## What the exercise asks
If an entry below holds a picture, leave the picture out and print the rest exactly.

-- Opening Marker --

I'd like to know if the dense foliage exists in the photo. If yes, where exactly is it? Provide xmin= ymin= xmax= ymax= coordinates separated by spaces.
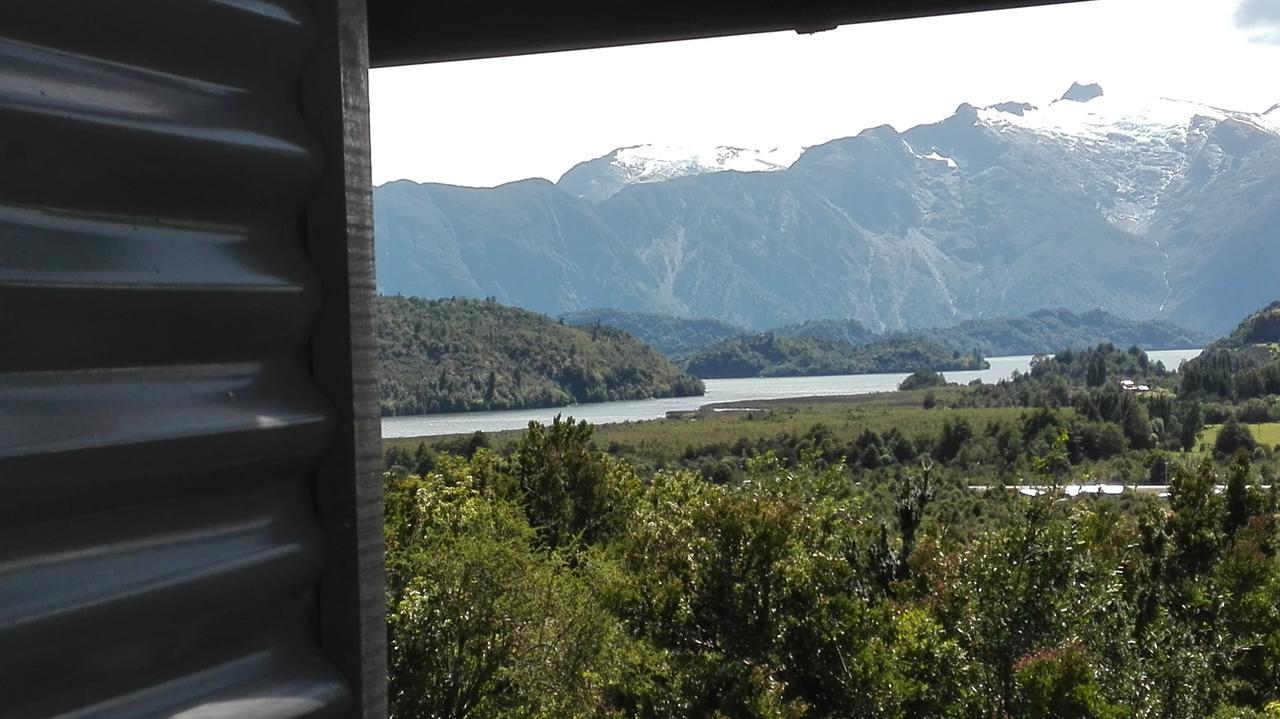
xmin=387 ymin=414 xmax=1280 ymax=718
xmin=1182 ymin=302 xmax=1280 ymax=407
xmin=773 ymin=318 xmax=877 ymax=347
xmin=376 ymin=297 xmax=703 ymax=415
xmin=912 ymin=308 xmax=1208 ymax=357
xmin=683 ymin=333 xmax=987 ymax=379
xmin=575 ymin=307 xmax=1206 ymax=362
xmin=561 ymin=309 xmax=745 ymax=359
xmin=899 ymin=369 xmax=948 ymax=391
xmin=1224 ymin=302 xmax=1280 ymax=348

-- Closing Marker --

## Exercise solution
I'd like to know if the dense foliage exists in the photo. If yes, where exactly is it? Provide xmin= ymin= xmax= ymax= coordinates separated by spaces.
xmin=387 ymin=414 xmax=1280 ymax=718
xmin=1182 ymin=302 xmax=1280 ymax=407
xmin=773 ymin=318 xmax=877 ymax=347
xmin=376 ymin=297 xmax=703 ymax=415
xmin=912 ymin=308 xmax=1208 ymax=357
xmin=683 ymin=333 xmax=987 ymax=379
xmin=575 ymin=307 xmax=1206 ymax=362
xmin=561 ymin=309 xmax=745 ymax=359
xmin=899 ymin=369 xmax=948 ymax=391
xmin=1224 ymin=302 xmax=1280 ymax=348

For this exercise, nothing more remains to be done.